**Request**
From the records below, pull out every line that contains the string "orange" and copy each one unchanged. Matching is case-sensitive.

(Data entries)
◇ ◇ ◇ ◇ ◇
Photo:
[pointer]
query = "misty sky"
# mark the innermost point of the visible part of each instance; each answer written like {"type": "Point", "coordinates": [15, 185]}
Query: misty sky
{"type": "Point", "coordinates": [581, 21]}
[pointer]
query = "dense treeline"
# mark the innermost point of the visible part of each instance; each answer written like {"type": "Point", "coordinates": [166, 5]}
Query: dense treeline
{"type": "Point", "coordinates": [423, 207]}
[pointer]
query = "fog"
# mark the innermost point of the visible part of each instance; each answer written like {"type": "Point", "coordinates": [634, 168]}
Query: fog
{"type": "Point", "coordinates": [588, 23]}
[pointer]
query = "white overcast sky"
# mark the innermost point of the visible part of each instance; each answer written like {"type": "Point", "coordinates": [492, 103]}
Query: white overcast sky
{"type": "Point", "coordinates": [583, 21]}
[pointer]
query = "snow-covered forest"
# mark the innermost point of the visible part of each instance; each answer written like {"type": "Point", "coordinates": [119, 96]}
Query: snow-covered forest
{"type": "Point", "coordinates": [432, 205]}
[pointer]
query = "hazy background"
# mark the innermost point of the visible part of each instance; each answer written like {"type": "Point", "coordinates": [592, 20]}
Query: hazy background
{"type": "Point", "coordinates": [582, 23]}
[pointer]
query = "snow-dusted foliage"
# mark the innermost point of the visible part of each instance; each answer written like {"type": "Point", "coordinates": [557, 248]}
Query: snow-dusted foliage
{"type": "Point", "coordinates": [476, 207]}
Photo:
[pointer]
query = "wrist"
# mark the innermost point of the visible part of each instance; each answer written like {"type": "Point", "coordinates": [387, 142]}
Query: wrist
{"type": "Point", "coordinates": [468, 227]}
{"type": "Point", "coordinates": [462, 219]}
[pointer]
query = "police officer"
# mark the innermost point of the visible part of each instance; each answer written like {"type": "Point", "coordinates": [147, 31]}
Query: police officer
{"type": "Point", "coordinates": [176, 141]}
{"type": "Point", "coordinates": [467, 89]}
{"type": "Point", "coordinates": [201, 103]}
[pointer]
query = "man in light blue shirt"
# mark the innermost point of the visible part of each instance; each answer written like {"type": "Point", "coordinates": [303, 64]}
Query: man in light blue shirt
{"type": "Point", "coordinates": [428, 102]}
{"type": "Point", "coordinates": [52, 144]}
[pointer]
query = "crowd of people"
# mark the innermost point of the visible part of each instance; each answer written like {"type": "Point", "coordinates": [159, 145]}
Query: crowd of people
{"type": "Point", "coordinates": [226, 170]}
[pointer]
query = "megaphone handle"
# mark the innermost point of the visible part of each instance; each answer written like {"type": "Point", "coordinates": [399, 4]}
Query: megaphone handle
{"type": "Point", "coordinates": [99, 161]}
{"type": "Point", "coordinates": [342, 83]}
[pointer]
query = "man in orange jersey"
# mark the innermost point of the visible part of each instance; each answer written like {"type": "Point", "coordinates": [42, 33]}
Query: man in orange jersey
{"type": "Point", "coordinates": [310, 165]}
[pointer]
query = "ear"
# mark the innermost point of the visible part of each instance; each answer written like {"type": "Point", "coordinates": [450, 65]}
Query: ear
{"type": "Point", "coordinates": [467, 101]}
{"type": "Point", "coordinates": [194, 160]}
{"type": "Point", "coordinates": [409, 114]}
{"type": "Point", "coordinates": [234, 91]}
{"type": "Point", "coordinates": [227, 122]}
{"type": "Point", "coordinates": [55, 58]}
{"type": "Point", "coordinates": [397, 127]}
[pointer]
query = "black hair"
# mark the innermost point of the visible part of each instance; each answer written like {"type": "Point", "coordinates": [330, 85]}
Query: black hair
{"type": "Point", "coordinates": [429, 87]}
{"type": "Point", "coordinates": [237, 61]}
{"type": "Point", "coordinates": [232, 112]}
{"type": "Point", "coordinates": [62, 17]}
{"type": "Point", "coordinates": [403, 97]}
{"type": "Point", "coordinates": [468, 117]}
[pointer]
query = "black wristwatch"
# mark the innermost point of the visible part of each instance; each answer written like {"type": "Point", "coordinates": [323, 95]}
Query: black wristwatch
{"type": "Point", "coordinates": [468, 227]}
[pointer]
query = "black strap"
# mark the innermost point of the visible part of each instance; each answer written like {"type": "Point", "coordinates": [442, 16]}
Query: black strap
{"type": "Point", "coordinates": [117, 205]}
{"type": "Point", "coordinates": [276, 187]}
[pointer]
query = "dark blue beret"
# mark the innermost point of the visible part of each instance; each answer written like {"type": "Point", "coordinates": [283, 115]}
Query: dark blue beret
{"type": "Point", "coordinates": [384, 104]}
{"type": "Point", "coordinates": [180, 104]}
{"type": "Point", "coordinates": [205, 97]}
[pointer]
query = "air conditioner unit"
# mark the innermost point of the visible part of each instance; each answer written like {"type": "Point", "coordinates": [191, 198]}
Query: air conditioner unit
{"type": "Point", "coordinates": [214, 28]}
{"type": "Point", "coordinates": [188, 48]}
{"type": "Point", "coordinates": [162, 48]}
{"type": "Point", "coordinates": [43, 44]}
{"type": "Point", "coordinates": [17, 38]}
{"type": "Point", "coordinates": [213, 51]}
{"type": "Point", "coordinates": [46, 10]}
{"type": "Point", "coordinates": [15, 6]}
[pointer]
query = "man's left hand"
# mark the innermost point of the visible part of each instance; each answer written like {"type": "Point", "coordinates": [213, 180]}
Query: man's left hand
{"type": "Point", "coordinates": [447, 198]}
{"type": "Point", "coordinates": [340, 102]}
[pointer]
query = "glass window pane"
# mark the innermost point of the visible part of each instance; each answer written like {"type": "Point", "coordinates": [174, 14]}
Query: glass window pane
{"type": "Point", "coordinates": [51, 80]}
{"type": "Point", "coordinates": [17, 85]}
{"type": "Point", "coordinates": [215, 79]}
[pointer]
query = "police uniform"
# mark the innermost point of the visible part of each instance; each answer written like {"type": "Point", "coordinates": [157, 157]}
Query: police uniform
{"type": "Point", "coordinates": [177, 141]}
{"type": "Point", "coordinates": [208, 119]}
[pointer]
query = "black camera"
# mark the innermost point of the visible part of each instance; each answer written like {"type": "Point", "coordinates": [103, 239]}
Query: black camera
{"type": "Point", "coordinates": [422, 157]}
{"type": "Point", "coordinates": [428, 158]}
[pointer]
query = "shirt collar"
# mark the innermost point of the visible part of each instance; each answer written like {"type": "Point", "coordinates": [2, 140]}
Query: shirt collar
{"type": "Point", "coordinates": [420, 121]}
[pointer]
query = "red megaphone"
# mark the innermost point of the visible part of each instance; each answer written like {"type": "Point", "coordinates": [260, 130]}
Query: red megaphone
◇ ◇ ◇ ◇ ◇
**Response to this task**
query = "man in orange jersey"
Query: man in orange jersey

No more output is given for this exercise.